▶ Request: Render the entries below as a Markdown table with the columns Row and Line, numbering each line and skipping blank lines, starting with the line that contains "Find the man's face" and continuing through the line that contains "[(346, 233), (341, 232)]". Include only the lines in that span.

::: Records for processing

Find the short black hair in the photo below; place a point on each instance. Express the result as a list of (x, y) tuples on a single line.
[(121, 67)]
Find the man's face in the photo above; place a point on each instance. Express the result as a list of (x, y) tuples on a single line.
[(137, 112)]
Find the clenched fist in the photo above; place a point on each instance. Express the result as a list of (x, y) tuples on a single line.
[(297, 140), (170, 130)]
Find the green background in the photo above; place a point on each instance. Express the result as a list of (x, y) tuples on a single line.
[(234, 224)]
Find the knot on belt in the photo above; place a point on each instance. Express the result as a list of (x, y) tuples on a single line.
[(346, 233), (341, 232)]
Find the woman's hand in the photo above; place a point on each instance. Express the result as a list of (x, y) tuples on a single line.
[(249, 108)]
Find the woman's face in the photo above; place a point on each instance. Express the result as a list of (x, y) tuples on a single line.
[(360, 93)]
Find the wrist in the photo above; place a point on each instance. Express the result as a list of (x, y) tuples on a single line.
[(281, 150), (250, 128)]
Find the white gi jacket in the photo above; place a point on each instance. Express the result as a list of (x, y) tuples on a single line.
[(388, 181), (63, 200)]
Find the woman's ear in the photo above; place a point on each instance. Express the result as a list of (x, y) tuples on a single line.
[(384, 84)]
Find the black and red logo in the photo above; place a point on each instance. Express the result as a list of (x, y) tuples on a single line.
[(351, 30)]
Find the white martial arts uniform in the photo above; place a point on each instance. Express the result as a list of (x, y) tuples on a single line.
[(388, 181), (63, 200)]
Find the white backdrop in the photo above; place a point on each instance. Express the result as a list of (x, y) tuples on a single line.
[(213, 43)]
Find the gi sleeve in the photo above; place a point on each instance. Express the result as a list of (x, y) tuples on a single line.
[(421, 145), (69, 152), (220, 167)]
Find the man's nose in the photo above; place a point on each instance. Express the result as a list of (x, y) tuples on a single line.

::::::

▶ Result for this exercise:
| Row | Line |
|---|---|
| 1 | Find the man's face in the photo above; place a point on each instance. Express the result as a list of (x, y) tuples on a single line. |
| 2 | [(137, 112)] |
| 3 | Find the clenched fist in the photo above; place a point on each instance. Express the result as a list of (x, y) tuples on a single line. |
| 4 | [(297, 140), (170, 130)] |
| 5 | Find the green background in the photo above; place a point on each instance. Express the result as a list of (x, y) tuples on a single line. |
| 6 | [(234, 224)] |
| 7 | Find the knot on belt in the photo above; place a point on each instance. Express the result as a list of (x, y) tuples on a single line. |
| 8 | [(346, 233), (341, 232)] |